139.佐柿国吉城 その1

若狭国境の難攻不落の城

立地と歴史

粟屋勝久が城を再興

現在の福井県は、北東側の越前国と南西側の若狭国に分かれていました。戦国時代の16世紀、朝倉氏が越前を治め、若狭は武田氏が領有していました。佐柿国吉城は、これら両国の国境近くの若狭側にありました。佐柿という名前は城の周りの地域の名前から来ており、国吉は戦国時代より以前の何れかの時代にこの城を最初に築いた人物の名前に由来しています。当時の人々は、通常「佐柿城」と呼んでおり、もう一つの名前「国吉城」はその後によく使われるようになりました。その結果、歴史家や歴史愛好家はこの城を、これら2つの名前を使ってよく佐柿国吉城と呼んでいます。

城の位置

朝倉氏と武田氏とを比べてみると、朝倉の方が武田よりずっと強力でした。朝倉は若狭国にその勢力を広げようとしました。それに呼応して武田は朝倉に頼ろうとしたのです(度重なる国外出兵により国内が疲弊し、一揆や反乱が頻発していました)。ところが、重臣の一人、粟屋勝久を含む武田の家臣たちはそれに反発しました。勝久は朝倉氏が若狭国に侵入するのを防ぐために、廃城となっていた城を再興します。それが佐柿国吉城でした。その城は、越前国との国境近くの標高197mの急峻な山の上に築かれました。当時の人たちが若狭国に出入りするためには、その山際にある峠を通らなければなりませんでした。よって、この城は国の防衛の要だったのです。城主は通常は山下の谷にあった御殿に住んでいましたが、戦が勃発したときには城の山上部分を使ったのです。
━━━━━━━━━━
[課題]:
**1.** 佐柿国吉城の文章を読んで、次の質問に答えてください。
(a) 佐柿国吉城は、越前と若狭のどちらの側にありましたか。
(b) 廃城となっていたこの城を再興したのは誰ですか。
(c) 城が築かれた山の標高は何メートルですか。
**2.** 次の文が佐柿国吉城の文章の内容と合っているかどうかを「はい」か「いいえ」で答え、決め手となる文中の言葉をそのまま引用してください。
(a) 当時の人々は、この城をふつう「国吉城」と呼んでいた。
(b) 朝倉氏は武田氏より強い勢力を持っていた。
(c) 城主はふだんから山の上で暮らしていた。
**3.** 佐柿国吉城の文章の続きを、最後の文の後から書いてください。
エントリーはこの作業とは関係ありません。

[提供エントリー]:
━━━━━━━━━━
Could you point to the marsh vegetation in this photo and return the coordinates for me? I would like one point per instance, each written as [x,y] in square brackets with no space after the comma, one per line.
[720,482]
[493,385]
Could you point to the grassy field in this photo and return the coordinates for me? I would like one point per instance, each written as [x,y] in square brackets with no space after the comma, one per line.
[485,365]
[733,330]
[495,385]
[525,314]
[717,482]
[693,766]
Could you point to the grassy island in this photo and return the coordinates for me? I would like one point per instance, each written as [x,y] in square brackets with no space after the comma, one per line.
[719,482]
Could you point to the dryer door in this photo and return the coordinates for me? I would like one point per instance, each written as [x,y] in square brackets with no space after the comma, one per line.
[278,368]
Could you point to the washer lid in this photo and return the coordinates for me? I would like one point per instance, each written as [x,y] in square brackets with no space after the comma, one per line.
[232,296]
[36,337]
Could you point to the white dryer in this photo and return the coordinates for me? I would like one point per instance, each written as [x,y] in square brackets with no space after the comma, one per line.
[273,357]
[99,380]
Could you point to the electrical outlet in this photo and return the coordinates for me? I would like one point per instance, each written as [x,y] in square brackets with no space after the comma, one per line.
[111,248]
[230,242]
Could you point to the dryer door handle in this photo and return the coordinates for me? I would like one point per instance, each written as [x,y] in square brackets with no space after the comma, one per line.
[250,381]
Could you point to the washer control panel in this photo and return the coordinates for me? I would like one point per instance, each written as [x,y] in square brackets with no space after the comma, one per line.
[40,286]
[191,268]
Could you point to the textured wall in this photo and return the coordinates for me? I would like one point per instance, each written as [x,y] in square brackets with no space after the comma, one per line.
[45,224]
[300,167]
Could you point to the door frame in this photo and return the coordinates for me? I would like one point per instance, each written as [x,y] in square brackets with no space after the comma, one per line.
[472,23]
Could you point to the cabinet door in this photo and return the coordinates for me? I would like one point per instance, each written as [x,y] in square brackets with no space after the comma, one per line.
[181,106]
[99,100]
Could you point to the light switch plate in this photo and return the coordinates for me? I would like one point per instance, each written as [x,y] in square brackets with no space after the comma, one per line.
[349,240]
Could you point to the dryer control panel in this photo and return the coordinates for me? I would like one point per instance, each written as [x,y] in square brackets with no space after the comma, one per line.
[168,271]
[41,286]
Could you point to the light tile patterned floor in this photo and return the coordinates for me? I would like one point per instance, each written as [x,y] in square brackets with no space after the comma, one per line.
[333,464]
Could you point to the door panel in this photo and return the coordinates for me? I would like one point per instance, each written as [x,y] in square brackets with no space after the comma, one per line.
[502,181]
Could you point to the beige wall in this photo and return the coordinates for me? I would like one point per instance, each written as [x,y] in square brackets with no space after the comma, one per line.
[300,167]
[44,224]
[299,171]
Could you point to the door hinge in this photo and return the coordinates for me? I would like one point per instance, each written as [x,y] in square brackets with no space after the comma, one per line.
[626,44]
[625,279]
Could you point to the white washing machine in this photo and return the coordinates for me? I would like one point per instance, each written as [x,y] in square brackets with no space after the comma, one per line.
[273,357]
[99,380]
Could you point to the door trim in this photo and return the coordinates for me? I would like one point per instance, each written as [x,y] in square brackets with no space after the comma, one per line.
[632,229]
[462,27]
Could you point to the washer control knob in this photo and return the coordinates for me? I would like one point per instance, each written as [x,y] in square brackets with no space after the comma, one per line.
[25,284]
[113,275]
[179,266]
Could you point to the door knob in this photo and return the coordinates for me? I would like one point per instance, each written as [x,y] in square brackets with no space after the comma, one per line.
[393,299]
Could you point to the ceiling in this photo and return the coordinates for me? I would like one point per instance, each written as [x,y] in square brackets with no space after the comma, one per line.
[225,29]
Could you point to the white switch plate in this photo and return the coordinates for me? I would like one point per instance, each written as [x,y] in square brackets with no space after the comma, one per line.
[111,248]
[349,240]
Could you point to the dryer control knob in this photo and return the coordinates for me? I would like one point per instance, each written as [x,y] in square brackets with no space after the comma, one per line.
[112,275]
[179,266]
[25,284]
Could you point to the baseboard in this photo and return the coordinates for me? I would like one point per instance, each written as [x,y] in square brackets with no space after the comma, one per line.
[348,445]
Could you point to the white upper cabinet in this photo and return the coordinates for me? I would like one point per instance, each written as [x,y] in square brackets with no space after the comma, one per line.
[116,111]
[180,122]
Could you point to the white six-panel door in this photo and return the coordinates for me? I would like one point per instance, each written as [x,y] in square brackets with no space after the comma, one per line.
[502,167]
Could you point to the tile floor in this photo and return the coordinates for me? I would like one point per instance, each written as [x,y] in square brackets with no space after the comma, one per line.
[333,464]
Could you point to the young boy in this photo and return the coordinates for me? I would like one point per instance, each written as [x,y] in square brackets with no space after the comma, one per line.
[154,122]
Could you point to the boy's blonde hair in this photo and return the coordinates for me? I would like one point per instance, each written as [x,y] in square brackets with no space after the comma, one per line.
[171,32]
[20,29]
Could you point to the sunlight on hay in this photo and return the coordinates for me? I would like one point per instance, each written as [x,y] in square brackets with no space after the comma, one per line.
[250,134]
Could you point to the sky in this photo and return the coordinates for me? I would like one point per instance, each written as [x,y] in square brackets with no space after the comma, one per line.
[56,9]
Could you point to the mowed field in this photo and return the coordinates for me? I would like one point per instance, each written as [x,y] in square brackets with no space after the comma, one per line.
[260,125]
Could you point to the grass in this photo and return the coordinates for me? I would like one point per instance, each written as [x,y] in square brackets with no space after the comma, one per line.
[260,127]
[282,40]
━━━━━━━━━━
[解答]:
**1.**
(a) 国境近くの若狭側
(b) 粟屋勝久
(c) 197m

**2.**
(a) いいえ 「当時の人々は、通常「佐柿城」と呼んでおり」
(b) はい 「朝倉の方が武田よりずっと強力でした」
(c) いいえ 「城主は通常は山下の谷にあった御殿に住んでいましたが」

**3.**
城周辺の起伏地図

朝倉氏の攻撃を5回撃退

朝倉氏は若狭国での反乱を鎮圧するため、1563年から1567年までの間、5回にわたって佐柿国吉城を攻撃しました。ところが、反乱軍と城がとても強力だったため、全ての攻撃は失敗に終わりました。これらの戦いは、だいたい以下の様でした。武士とその家族、他の城の周りの人々は、弾薬、石材、木材を運んで山上の城に集まります。その一方で、一部の守備兵は城に向かう道沿いに隠れて待機します。攻撃兵がその道を通って城に近づいた時、守備兵は奇襲をかけたのです。その後、攻撃兵が山を登って中腹に差し掛かった時には、守備兵は銃や矢を打ちかけ、石や木材も一斉に投げ下ろしました。攻撃兵の多くは打たれ、谷底に落下していきました。また、攻撃兵が城の近くの町から財物や穀物を略奪したときには、守備兵は朝倉の陣地を夜襲しました。その結果、この城は難攻不落と言われるようになりました。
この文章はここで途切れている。